**EXERCISE GOAL:** Find every line in the listing below that contains the word "woman", and copy each of those lines.

**SUPPLIED RECORDS:**
=======

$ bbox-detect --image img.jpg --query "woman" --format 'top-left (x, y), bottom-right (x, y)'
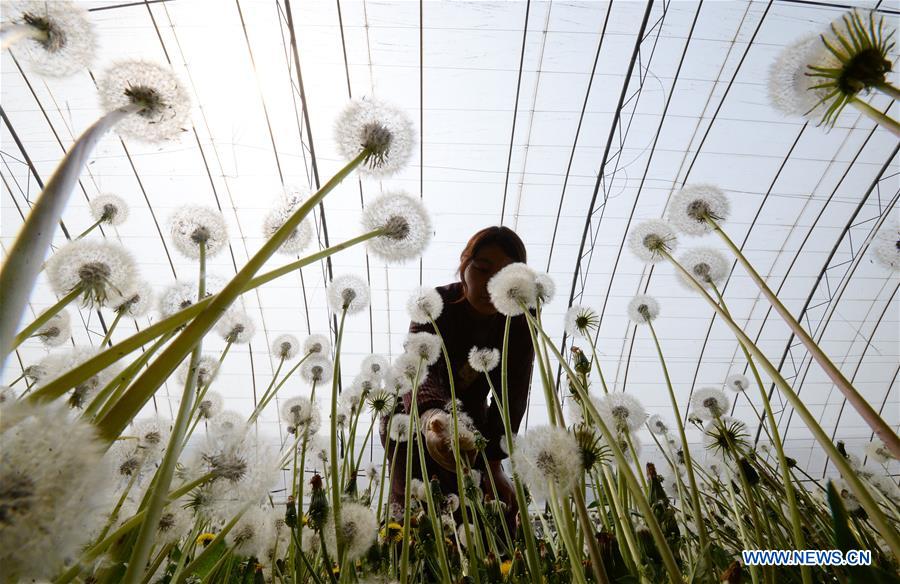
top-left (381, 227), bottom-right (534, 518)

=======

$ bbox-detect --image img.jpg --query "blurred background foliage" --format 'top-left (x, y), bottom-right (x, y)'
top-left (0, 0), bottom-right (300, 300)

=======

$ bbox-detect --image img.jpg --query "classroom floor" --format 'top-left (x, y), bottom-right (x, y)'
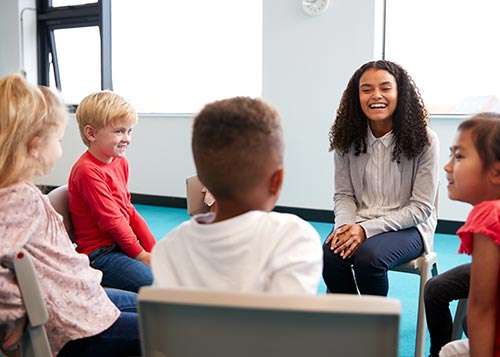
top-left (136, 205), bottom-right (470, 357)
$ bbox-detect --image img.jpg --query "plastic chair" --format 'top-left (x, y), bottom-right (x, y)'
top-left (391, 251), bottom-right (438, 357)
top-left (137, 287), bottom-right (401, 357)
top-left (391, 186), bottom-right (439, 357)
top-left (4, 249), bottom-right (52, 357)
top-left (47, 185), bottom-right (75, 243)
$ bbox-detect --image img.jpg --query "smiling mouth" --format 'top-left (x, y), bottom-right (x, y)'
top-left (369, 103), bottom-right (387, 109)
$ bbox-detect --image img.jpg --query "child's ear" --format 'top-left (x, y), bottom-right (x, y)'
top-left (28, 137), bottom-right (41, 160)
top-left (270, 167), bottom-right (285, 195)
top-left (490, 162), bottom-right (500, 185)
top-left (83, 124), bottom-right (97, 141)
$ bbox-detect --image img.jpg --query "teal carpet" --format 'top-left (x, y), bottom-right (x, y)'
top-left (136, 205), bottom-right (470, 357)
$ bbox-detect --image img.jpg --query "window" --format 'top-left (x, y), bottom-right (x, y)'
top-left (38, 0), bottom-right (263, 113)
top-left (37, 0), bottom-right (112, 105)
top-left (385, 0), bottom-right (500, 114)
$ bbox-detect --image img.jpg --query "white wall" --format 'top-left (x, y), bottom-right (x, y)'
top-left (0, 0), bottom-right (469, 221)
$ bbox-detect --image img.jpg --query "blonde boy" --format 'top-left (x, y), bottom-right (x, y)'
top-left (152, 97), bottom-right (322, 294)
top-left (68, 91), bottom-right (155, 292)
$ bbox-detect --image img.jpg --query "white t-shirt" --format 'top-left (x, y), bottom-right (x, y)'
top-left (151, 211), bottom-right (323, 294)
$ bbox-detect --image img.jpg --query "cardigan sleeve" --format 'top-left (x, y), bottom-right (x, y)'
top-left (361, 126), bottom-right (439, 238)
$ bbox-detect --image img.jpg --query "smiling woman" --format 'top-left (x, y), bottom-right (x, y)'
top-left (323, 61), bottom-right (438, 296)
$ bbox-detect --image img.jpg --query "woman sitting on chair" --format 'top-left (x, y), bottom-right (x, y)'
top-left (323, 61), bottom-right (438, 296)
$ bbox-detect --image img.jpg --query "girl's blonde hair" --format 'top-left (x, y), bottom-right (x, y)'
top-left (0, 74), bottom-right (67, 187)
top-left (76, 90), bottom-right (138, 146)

=======

**FINISHED ANSWER:**
$ bbox-detect --image img.jpg --query "woman" --format 'top-left (x, y), bottom-right (x, y)'
$ bbox-detect --image img.jpg --query "smiling woman" --format 'top-left (x, y), bottom-right (x, y)'
$ bbox-detect --image img.jpg --query "woman sitting on chair" --format 'top-left (x, y), bottom-right (x, y)'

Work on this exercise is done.